> _Exercise task_:
Please go through the records below and copy out every line that contains the string "number", matching its case.

> _Given data_:

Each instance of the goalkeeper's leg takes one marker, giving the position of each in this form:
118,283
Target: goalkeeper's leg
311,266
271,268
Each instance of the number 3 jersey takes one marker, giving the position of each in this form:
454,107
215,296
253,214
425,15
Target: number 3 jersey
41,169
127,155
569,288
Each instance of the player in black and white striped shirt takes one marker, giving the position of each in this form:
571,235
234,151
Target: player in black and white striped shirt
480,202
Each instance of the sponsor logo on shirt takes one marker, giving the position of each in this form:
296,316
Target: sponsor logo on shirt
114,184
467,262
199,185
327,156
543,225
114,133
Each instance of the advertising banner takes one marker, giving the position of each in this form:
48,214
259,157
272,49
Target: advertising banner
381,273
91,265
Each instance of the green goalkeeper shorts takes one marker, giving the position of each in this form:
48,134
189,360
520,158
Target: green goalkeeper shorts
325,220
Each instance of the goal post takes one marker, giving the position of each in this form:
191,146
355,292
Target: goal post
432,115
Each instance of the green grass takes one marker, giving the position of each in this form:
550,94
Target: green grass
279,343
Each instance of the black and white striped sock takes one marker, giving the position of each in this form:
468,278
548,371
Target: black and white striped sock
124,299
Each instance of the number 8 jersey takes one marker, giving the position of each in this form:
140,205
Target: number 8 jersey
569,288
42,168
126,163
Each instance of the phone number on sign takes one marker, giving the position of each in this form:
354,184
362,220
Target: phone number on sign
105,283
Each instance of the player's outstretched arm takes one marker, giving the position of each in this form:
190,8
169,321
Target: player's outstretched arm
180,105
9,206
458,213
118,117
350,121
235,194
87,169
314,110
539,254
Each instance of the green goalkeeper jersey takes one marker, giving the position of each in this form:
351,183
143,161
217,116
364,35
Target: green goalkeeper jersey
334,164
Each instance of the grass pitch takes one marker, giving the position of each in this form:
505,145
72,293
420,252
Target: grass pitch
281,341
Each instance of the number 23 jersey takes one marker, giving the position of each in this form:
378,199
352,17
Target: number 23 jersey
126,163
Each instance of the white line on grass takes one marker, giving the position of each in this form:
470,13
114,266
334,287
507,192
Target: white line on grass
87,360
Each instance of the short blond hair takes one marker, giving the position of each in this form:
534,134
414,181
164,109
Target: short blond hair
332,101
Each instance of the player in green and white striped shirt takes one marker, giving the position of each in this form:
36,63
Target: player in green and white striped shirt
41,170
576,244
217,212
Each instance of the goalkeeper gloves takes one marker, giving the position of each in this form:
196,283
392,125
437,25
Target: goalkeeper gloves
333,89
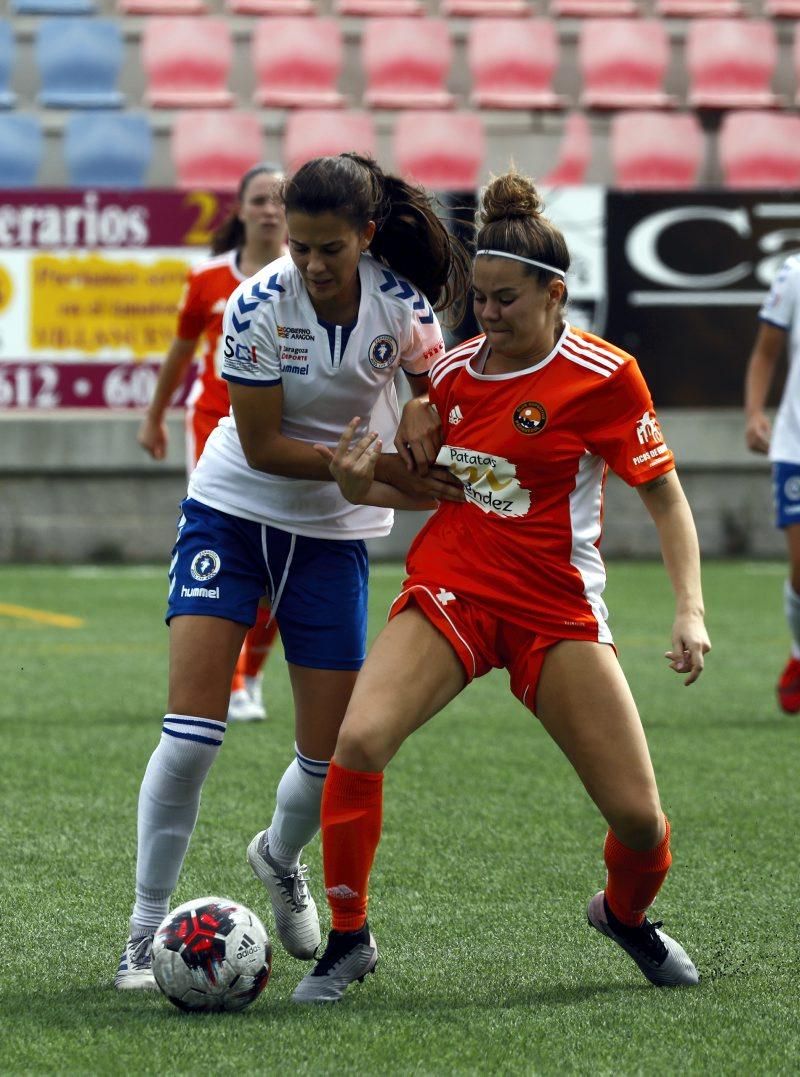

> _Result of this task_:
Each instance of the number 3 jersey takes one marker, giving the position of each in this form:
Target: number 3 jersey
Each instance of the number 8 jersey takes one marker, giving the position of each in this form:
Target: number 8 jersey
Each instance of the phone number on sign takes one marker, giving the position of each in this form:
Target: phone number on sign
Each instance of the number 23 jersey takes one marker, giving the position of each in this form:
Target: number 23 jersey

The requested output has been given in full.